**What is expected**
Apart from the pictures, output all of the records exactly.

+ + + + + + +

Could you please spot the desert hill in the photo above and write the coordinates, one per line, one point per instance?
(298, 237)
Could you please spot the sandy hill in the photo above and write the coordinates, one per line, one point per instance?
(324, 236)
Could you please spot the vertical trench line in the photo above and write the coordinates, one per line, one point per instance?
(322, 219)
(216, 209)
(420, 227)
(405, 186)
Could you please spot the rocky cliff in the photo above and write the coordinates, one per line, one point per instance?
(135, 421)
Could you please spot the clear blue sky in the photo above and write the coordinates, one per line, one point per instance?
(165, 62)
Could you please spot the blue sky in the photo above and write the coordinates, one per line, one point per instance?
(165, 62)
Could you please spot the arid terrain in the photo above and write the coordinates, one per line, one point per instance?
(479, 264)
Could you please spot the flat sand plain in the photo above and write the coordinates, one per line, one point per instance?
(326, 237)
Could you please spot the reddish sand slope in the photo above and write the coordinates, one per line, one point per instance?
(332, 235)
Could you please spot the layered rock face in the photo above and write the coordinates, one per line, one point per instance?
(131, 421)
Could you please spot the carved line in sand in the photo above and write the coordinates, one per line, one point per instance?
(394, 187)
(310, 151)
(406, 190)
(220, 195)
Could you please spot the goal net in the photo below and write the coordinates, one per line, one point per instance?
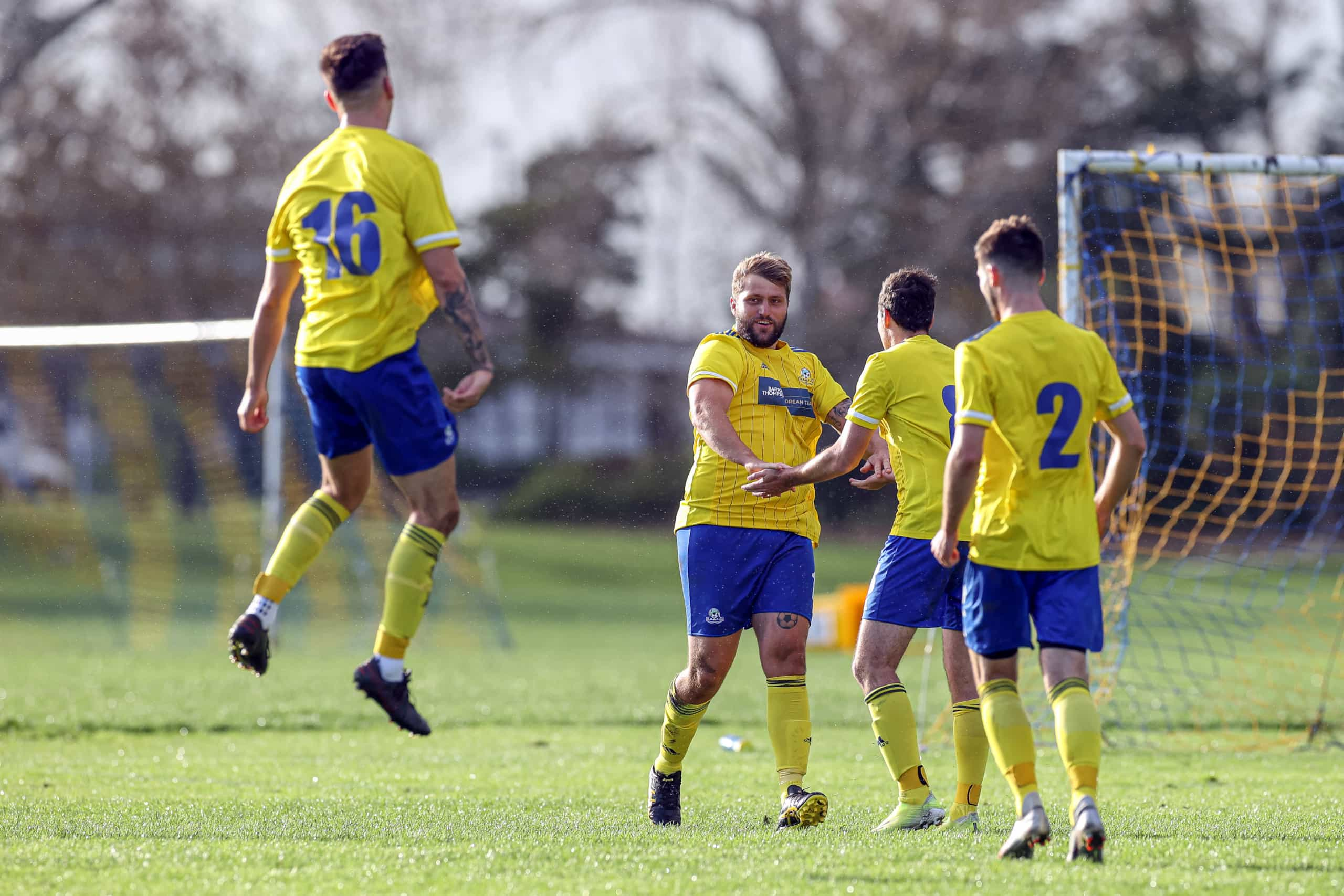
(130, 495)
(1218, 284)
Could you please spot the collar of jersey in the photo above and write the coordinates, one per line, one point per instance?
(779, 345)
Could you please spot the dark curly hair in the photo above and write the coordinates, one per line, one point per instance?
(353, 62)
(1015, 244)
(908, 296)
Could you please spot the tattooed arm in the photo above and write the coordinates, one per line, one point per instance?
(459, 307)
(836, 419)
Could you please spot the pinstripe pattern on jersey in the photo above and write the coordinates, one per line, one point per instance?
(780, 398)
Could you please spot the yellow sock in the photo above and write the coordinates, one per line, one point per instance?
(1078, 735)
(791, 727)
(680, 722)
(1010, 736)
(972, 747)
(409, 581)
(894, 724)
(303, 541)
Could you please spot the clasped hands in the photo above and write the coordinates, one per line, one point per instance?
(772, 480)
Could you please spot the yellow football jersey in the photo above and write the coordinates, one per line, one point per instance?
(780, 398)
(1037, 383)
(356, 213)
(911, 390)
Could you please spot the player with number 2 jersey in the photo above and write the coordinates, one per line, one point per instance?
(1028, 390)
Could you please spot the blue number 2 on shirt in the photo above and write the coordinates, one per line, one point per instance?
(949, 400)
(340, 251)
(1070, 409)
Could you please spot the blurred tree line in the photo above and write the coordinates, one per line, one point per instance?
(136, 186)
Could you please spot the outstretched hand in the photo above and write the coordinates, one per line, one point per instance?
(469, 392)
(766, 480)
(945, 549)
(252, 410)
(881, 475)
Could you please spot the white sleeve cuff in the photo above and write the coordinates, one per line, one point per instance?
(862, 417)
(436, 238)
(975, 416)
(701, 375)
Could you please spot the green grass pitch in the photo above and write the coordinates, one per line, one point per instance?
(169, 772)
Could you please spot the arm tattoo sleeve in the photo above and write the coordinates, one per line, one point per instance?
(836, 417)
(460, 309)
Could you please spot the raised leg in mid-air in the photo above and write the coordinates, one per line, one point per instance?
(344, 486)
(435, 513)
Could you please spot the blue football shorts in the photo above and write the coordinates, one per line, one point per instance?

+ + + + + + +

**Expected output**
Could you please spot the desert hill in the photo above and write the coordinates, one per line, one point per instance?
(298, 237)
Could you please spot the sandy hill in the photo above and write the coordinates, one per line, one point per instance?
(324, 236)
Could you please spot the vertical trench line in the photo above and write the coordinates, one per line, one point per instance?
(322, 219)
(216, 209)
(420, 227)
(405, 186)
Could you please spot the rocky cliff in the photo above and write the coordinates, one per line, one point per instance?
(135, 421)
Could you please spot the clear blue sky in the photo above and write the coordinates, one per line, one point per instance?
(165, 62)
Could you please spot the blue sky in the photo above and write the coordinates, one per line, one point per instance?
(165, 62)
Could you please spot the arid terrain in the photo above and write the coordinates, one per line, one point per instance?
(479, 264)
Could you please spot the flat sand plain in the photo above and write the coordinates, one per line, one point per instance?
(326, 237)
Could you please spot the reddish sand slope in the photo above and write the coordinates, one per line, one point per instance?
(332, 235)
Could you please spot the layered rock face in the photo above and write the coordinates, one per line, one point per instance?
(131, 421)
Could you please spot the carved line in sand in the photo above and write the coordinates, one per line, one point per instance?
(394, 187)
(310, 151)
(406, 190)
(220, 195)
Could you please spot the goal net in the photo below and write the coordinates, one per line, one point per instance?
(130, 495)
(1218, 284)
Could you please spot the collar of jersey in the photo above and write the coordinates, one per line, one point per instance?
(779, 345)
Could you please spot the dark curly hair in the photo above and write the coordinates, one per line, one point per instance?
(353, 62)
(1015, 244)
(908, 296)
Could you please spot the tattooed arm in the photo above and write the coordinates, one per line, one point per instance?
(459, 307)
(836, 419)
Could you please spot the pinstripe pattern on jersey in the photo above and write the coordinates, one per line, one point per instance?
(780, 398)
Could you please spot the yellow sock in the photo above and write the coordinates, one per line, one point per instance?
(1078, 735)
(791, 727)
(680, 722)
(1010, 736)
(972, 747)
(409, 581)
(894, 724)
(303, 541)
Could you please spot the clasped hands in the photo above and write the coordinates, one per line, one point per instance?
(772, 480)
Could you please spot the yellow football jersey in the photo above and write the coordinates, one per line, one point per instance?
(780, 398)
(1037, 383)
(356, 213)
(911, 390)
Could you please spot the player with number 2 jersey in the photo above and write the coordinates, one per line, one point per instance?
(1028, 390)
Could you please spot the blue number 2 on shirt in the photo above and write the coordinates, one per line, one point per instance?
(949, 400)
(340, 251)
(1070, 409)
Could you please spot the blurred tree line in the photo above and write the coordinates, one per line, one point per instance?
(136, 186)
Could you please spot the outstretched hand in the photo above and write the coordinates, one per line, one point per instance?
(469, 392)
(766, 480)
(945, 549)
(252, 410)
(881, 475)
Could you please spot the white sleeve cuff in the photo above and write the coordinates, one per line, one point per instance?
(862, 417)
(436, 238)
(975, 416)
(701, 375)
Could you please spot the green grass pitch in the photo above and write the coordinates, one per line, one point per instance?
(169, 772)
Could you please spot the arm tattoo sleeve in the photo above and write the coordinates, one per line, one point per instance?
(836, 417)
(460, 309)
Could you please spot the raised leg in mid-air in the photo above and write the coordinates, one per line, one point per instance?
(344, 486)
(435, 513)
Could you please spot the blue football shorts in the photo above and write the coordinates, one per line, one point per instance?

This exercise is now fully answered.